▶ **The request**:
Arrange the material below as a JSON list of strings, one string per line, leaving out any blank lines.
%%
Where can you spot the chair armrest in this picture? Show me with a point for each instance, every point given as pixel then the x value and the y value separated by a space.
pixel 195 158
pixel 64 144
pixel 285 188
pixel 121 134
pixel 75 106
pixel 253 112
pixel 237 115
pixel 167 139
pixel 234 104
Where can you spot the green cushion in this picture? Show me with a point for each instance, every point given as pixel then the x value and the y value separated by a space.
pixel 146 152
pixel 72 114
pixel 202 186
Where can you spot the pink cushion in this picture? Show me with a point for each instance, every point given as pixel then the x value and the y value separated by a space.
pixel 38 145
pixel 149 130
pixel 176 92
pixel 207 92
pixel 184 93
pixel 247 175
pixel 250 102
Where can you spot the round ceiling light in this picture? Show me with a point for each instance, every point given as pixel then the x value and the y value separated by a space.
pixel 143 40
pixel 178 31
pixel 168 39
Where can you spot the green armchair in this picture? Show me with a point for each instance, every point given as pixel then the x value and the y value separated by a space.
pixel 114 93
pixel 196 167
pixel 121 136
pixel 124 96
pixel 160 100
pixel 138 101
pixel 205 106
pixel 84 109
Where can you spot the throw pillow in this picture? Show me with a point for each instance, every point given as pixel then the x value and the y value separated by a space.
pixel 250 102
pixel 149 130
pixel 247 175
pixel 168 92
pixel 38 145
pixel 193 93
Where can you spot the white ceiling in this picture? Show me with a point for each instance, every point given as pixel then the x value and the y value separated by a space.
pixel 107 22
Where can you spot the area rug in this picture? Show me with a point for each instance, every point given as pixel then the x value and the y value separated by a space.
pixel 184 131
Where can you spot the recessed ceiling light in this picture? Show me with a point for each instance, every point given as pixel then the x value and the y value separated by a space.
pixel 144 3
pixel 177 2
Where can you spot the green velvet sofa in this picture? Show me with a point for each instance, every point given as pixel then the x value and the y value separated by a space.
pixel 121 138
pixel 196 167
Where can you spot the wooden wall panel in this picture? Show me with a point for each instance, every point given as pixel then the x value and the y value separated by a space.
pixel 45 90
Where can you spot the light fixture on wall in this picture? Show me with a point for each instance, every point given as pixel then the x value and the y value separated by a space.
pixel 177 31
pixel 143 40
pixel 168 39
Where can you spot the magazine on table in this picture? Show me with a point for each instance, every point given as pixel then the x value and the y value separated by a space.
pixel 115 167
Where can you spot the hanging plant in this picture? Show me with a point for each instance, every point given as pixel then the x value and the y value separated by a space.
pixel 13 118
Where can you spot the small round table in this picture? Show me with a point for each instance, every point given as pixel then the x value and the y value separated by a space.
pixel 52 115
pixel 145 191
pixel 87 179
%%
▶ **Answer to this exercise**:
[
  "Where can you spot the chair armrest in this picture? Show me with a point for each instance, every point given as pixel then the x value and the y value separated by a space.",
  "pixel 195 158",
  "pixel 64 144",
  "pixel 285 188",
  "pixel 121 134",
  "pixel 75 106",
  "pixel 253 112",
  "pixel 237 115",
  "pixel 167 139",
  "pixel 234 104",
  "Where can you spot the green cushion in this picture? Show me with a point for each instance, every point given as pixel then the x value and the y value separated by a space.",
  "pixel 146 152",
  "pixel 72 114",
  "pixel 202 186",
  "Where can you spot the pink cushion in this picture? Show me with a point for each instance, every point given as pixel then the x value and the y value separated by a space.",
  "pixel 38 145",
  "pixel 149 130",
  "pixel 176 92",
  "pixel 207 92",
  "pixel 184 93",
  "pixel 247 175",
  "pixel 250 102",
  "Where can you spot the round ceiling light in this picture? Show me with a point for each instance, every point given as pixel then the x value and the y value separated by a space.",
  "pixel 143 40",
  "pixel 178 31",
  "pixel 168 39",
  "Where can you spot the green armchair in this picture? Show me with a point for each instance, every point given as pixel then the x value and the y value separated by a space.",
  "pixel 114 93",
  "pixel 196 167",
  "pixel 121 136",
  "pixel 124 96",
  "pixel 160 100",
  "pixel 138 101",
  "pixel 205 106",
  "pixel 84 109",
  "Where can you spot the throw pillow in this picture? Show me with a point for each instance, every point given as pixel then the x value and the y value separated by a space.",
  "pixel 250 102",
  "pixel 149 130",
  "pixel 247 175",
  "pixel 168 92",
  "pixel 38 145",
  "pixel 193 93",
  "Where can you spot the white ceiling in this picture? Show me with a point for each instance, every point given as pixel then the x value and the y value separated by a space.",
  "pixel 107 22",
  "Where can you spot the area rug in this picture? Show me with a point for each instance, every point given as pixel then the x value and the y value separated by a space.",
  "pixel 184 131",
  "Where can you spot the recessed ceiling light in this picture? Show me with a point for each instance, every point given as pixel then the x value and the y value separated by a space.",
  "pixel 144 3",
  "pixel 177 2",
  "Where can you spot the green velvet sofa in this picture? Show me with a point for each instance, every point given as pixel then the x value and the y value separated by a space.",
  "pixel 121 138",
  "pixel 196 167",
  "Where can you spot the wooden wall panel in this picture? Show me with a point for each instance, every point given as pixel then the x value and the y value separated by a space.",
  "pixel 45 90",
  "Where can you spot the light fixture on wall in this picture? Show me with a point for each instance, every point given as pixel then the x value and the y value separated by a space.",
  "pixel 177 31",
  "pixel 143 40",
  "pixel 168 39",
  "Where can you spot the magazine on table in this picture? Show me with a point for each instance, every point given as pixel then the x value and the y value separated by a space.",
  "pixel 115 167",
  "Where can you spot the hanging plant in this picture? Show me with a point for each instance, every point given as pixel then the x value and the y value separated by a space.",
  "pixel 13 118",
  "Where can you spot the small round table in this picture? Show me with a point for each instance, every point given as pixel then the x value and the y value separated by a space.",
  "pixel 52 115",
  "pixel 145 191",
  "pixel 87 179"
]